_Extract:_
The healthcare exchanges that were created under the Affordable Care Act continue to be plagued with problems with insurance companies are revealing they are receiving faulty data slowing the process even more.
Executives at several health insurance companies have revealed they have received data from online marketplaces that contains errors, such as duplicate enrollments and the submission of incomplete forms.
"The longer this takes to resolve…the harder it will be to get people to [come back and] sign up," Aetna CEO Mark Bertolini told The Wall Street Journal reported Thursday. "It's not off to a great start," he said, adding, however, that he believes the marketplaces are "here to stay."
One of the more problematic issues that arose other than slow websites was the difficulty that many users experienced in trying to set up accounts.
"If you can't set up an account ... you can't enroll," Brett Graham, of Leavitt Partners, a consulting firm run by former Health and Human Services Secretary Michael Leavitt.
Despite those error messages and other shortcomings that were affecting the websites there are those who continue to be optimistic.
"We have seen progress every day," said Nasim Zahran of Miami's Borinquen Medical Health Care Centers, where hundreds of people are waiting to enroll in coverage.
"Today was the first day that we got all the way to the last screen. But then an error screen popped up saying the site would be down for 72 hours," Zahran said.
Healthcare.gov saw 14.6 million unique visits in its first 10 days which was more than expected and produced hopes that demand for quality, affordable healthcare would be greater than first thought.
Experts say the administration has until mid-November to fix any problems or risk jeopardizing its goal of signing up 7 million people in the first year of the open exchanges.
The number includes roughly 3 million healthy young adults whose participation will help offset the higher cost of insuring sicker and older beneficiaries.
Still, others were expecting some problems with the roll-out but are confident that over time workers will be able to correct those issues.
"Today is the start of preseason," Katie League, an outreach and enrollment manager at Health Care for the Homeless in Baltimore, told CBS. "You know, not every quarterback is ready on the first day of preseason."

_Supplied data:_
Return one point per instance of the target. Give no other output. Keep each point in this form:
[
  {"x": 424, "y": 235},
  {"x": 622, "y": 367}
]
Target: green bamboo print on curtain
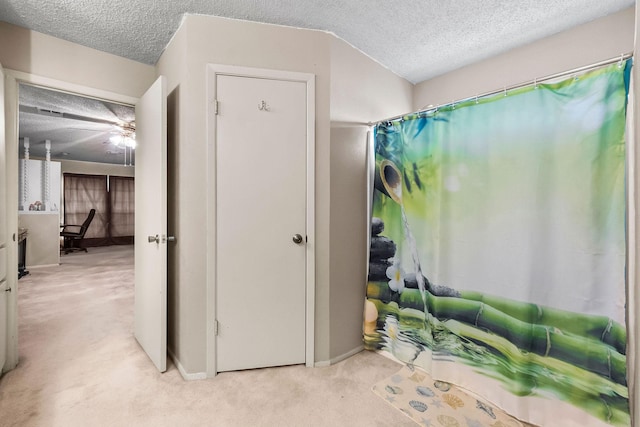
[{"x": 497, "y": 257}]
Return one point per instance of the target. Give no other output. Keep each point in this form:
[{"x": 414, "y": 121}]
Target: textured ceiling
[{"x": 416, "y": 39}]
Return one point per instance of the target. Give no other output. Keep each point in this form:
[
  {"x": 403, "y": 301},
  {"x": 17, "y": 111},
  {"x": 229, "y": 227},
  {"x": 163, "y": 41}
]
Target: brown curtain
[
  {"x": 122, "y": 202},
  {"x": 113, "y": 199},
  {"x": 81, "y": 194}
]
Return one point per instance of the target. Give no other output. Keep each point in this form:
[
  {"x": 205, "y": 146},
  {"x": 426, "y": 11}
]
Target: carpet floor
[{"x": 81, "y": 366}]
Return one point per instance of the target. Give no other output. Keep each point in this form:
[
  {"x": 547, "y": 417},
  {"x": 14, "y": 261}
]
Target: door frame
[
  {"x": 12, "y": 79},
  {"x": 213, "y": 70}
]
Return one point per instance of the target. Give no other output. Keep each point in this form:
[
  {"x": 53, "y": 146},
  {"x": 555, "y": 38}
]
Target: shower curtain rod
[{"x": 506, "y": 89}]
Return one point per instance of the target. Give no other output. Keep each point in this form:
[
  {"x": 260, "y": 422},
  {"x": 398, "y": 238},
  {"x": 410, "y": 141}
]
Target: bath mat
[{"x": 439, "y": 404}]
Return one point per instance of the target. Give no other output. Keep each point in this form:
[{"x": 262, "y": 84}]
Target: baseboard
[
  {"x": 340, "y": 358},
  {"x": 35, "y": 267},
  {"x": 186, "y": 375}
]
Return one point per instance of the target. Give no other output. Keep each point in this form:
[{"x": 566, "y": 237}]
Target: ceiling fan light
[
  {"x": 116, "y": 140},
  {"x": 130, "y": 142}
]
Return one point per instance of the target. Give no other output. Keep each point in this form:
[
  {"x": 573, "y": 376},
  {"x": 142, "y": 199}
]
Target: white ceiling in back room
[
  {"x": 79, "y": 128},
  {"x": 416, "y": 39}
]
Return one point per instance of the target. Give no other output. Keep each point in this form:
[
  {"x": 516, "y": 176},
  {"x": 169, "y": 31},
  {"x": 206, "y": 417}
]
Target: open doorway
[{"x": 76, "y": 156}]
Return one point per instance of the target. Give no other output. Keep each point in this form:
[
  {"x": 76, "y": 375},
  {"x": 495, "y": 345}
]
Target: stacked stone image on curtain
[{"x": 497, "y": 258}]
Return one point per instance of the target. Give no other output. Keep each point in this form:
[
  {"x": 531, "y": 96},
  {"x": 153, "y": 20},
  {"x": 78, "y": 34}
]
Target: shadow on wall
[{"x": 173, "y": 266}]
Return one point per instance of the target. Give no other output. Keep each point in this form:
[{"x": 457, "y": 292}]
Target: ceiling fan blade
[{"x": 51, "y": 113}]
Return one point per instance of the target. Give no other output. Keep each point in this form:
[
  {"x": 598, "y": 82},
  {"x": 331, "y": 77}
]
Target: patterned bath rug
[{"x": 438, "y": 404}]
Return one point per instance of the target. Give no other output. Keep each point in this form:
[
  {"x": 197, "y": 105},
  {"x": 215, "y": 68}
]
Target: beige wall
[
  {"x": 362, "y": 91},
  {"x": 583, "y": 45},
  {"x": 633, "y": 237},
  {"x": 43, "y": 238},
  {"x": 90, "y": 168},
  {"x": 223, "y": 41},
  {"x": 36, "y": 53},
  {"x": 339, "y": 69},
  {"x": 44, "y": 60}
]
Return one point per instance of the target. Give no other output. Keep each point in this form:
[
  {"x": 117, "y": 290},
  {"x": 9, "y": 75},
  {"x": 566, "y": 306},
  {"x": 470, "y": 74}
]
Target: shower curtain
[{"x": 497, "y": 255}]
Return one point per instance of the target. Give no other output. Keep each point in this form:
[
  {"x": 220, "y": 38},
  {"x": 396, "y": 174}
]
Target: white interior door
[
  {"x": 150, "y": 308},
  {"x": 260, "y": 206},
  {"x": 3, "y": 232}
]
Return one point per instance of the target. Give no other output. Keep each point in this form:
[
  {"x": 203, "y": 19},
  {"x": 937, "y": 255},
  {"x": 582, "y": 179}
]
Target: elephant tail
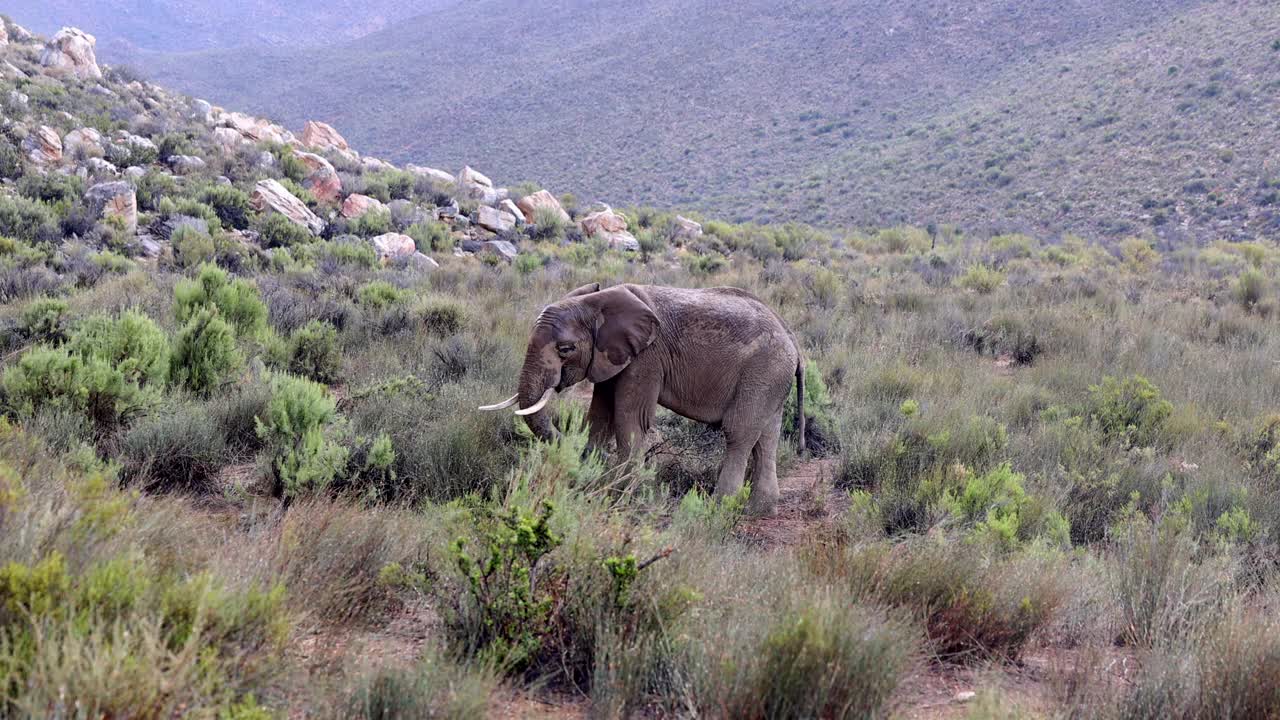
[{"x": 800, "y": 418}]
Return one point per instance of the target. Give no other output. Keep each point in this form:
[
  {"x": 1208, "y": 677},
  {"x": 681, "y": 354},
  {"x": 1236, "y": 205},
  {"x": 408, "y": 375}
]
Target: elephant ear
[
  {"x": 585, "y": 290},
  {"x": 624, "y": 328}
]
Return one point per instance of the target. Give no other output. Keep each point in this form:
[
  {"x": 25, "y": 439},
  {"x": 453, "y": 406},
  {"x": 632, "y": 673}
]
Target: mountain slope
[{"x": 763, "y": 110}]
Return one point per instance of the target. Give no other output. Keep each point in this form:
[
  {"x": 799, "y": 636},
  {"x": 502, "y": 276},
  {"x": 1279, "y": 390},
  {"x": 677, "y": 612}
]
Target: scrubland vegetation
[{"x": 1033, "y": 449}]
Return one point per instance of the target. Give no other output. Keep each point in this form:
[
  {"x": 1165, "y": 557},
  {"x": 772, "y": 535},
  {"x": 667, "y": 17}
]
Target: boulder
[
  {"x": 71, "y": 51},
  {"x": 100, "y": 168},
  {"x": 393, "y": 245},
  {"x": 511, "y": 209},
  {"x": 603, "y": 222},
  {"x": 323, "y": 180},
  {"x": 494, "y": 219},
  {"x": 471, "y": 177},
  {"x": 228, "y": 140},
  {"x": 686, "y": 229},
  {"x": 44, "y": 146},
  {"x": 499, "y": 247},
  {"x": 83, "y": 142},
  {"x": 530, "y": 204},
  {"x": 270, "y": 195},
  {"x": 114, "y": 199},
  {"x": 321, "y": 136},
  {"x": 430, "y": 173},
  {"x": 186, "y": 164},
  {"x": 356, "y": 205}
]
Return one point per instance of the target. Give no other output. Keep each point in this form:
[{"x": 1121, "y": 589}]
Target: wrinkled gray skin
[{"x": 714, "y": 355}]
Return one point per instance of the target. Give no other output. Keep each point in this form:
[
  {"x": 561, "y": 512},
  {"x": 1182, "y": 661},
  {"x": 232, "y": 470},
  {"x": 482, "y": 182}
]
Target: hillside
[
  {"x": 840, "y": 114},
  {"x": 252, "y": 468}
]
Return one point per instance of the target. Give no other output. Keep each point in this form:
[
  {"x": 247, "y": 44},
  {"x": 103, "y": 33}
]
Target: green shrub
[
  {"x": 27, "y": 220},
  {"x": 132, "y": 343},
  {"x": 380, "y": 295},
  {"x": 44, "y": 320},
  {"x": 278, "y": 231},
  {"x": 981, "y": 278},
  {"x": 229, "y": 203},
  {"x": 204, "y": 352},
  {"x": 511, "y": 611},
  {"x": 430, "y": 236},
  {"x": 1129, "y": 410},
  {"x": 192, "y": 247},
  {"x": 314, "y": 352},
  {"x": 236, "y": 300},
  {"x": 437, "y": 688},
  {"x": 297, "y": 431}
]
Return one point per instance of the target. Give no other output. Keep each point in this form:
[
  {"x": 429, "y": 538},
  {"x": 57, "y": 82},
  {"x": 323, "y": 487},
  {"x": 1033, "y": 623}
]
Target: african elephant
[{"x": 714, "y": 355}]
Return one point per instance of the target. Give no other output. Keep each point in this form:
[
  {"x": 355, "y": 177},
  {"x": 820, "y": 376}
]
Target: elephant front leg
[{"x": 599, "y": 418}]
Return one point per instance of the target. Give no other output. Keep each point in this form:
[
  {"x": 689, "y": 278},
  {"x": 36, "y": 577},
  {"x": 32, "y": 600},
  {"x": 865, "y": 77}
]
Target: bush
[
  {"x": 278, "y": 231},
  {"x": 27, "y": 220},
  {"x": 981, "y": 278},
  {"x": 229, "y": 203},
  {"x": 1129, "y": 410},
  {"x": 314, "y": 352},
  {"x": 179, "y": 450},
  {"x": 204, "y": 352},
  {"x": 192, "y": 247},
  {"x": 297, "y": 431},
  {"x": 380, "y": 295},
  {"x": 44, "y": 320},
  {"x": 236, "y": 300}
]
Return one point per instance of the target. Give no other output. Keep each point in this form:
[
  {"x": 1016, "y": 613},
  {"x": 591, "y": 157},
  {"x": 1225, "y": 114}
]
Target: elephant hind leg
[
  {"x": 764, "y": 481},
  {"x": 737, "y": 451}
]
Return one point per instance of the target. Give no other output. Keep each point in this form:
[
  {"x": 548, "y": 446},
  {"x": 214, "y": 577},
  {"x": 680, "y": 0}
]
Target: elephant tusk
[
  {"x": 502, "y": 405},
  {"x": 538, "y": 405}
]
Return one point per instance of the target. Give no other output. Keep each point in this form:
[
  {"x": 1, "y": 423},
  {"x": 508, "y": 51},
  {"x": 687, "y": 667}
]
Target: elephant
[{"x": 716, "y": 355}]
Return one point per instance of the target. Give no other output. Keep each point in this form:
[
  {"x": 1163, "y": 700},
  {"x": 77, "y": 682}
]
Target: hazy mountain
[
  {"x": 1034, "y": 114},
  {"x": 126, "y": 26}
]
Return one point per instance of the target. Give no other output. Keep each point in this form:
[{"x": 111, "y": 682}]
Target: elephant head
[{"x": 590, "y": 333}]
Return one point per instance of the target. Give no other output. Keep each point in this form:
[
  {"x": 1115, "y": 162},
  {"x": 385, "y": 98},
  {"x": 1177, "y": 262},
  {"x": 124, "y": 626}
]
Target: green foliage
[
  {"x": 981, "y": 278},
  {"x": 204, "y": 352},
  {"x": 192, "y": 247},
  {"x": 236, "y": 300},
  {"x": 314, "y": 352},
  {"x": 512, "y": 614},
  {"x": 44, "y": 320},
  {"x": 278, "y": 231},
  {"x": 27, "y": 220},
  {"x": 229, "y": 203},
  {"x": 297, "y": 431},
  {"x": 1129, "y": 410},
  {"x": 430, "y": 236}
]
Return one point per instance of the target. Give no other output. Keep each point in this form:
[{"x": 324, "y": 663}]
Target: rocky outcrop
[
  {"x": 114, "y": 200},
  {"x": 530, "y": 204},
  {"x": 321, "y": 136},
  {"x": 356, "y": 205},
  {"x": 83, "y": 142},
  {"x": 44, "y": 146},
  {"x": 186, "y": 164},
  {"x": 71, "y": 51},
  {"x": 393, "y": 245},
  {"x": 269, "y": 195},
  {"x": 494, "y": 219},
  {"x": 686, "y": 229},
  {"x": 430, "y": 173},
  {"x": 323, "y": 181}
]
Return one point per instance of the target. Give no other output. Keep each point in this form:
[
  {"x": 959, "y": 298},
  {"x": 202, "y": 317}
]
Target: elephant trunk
[{"x": 533, "y": 387}]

_Required actions:_
1. Print the passage of the article on the health insurance exchanges from "The healthcare exchanges" to "set up accounts.".
2. List every person named in the article on the health insurance exchanges.
3. Do these statements agree with the article on the health insurance exchanges? Answer yes or no for each and quote the words that decide it. (a) Healthcare.gov had 14.6 million unique visits in its first 10 days. (b) The administration aims to sign up 3 million people in the first year of the exchanges. (c) Nasim Zahran works at a health center in Baltimore.

_Responses:_
1.
The healthcare exchanges that were created under the Affordable Care Act continue to be plagued with problems with insurance companies are revealing they are receiving faulty data slowing the process even more.
Executives at several health insurance companies have revealed they have received data from online marketplaces that contains errors, such as duplicate enrollments and the submission of incomplete forms.
"The longer this takes to resolve…the harder it will be to get people to [come back and] sign up," Aetna CEO Mark Bertolini told The Wall Street Journal reported Thursday. "It's not off to a great start," he said, adding, however, that he believes the marketplaces are "here to stay."
One of the more problematic issues that arose other than slow websites was the difficulty that many users experienced in trying to set up accounts.

2.
Mark Bertolini
Brett Graham
Michael Leavitt
Nasim Zahran
Katie League

3.
(a) Yes: "Healthcare.gov saw 14.6 million unique visits in its first 10 days"
(b) No: "its goal of signing up 7 million people in the first year of the open exchanges"
(c) No: "Nasim Zahran of Miami's Borinquen Medical Health Care Centers"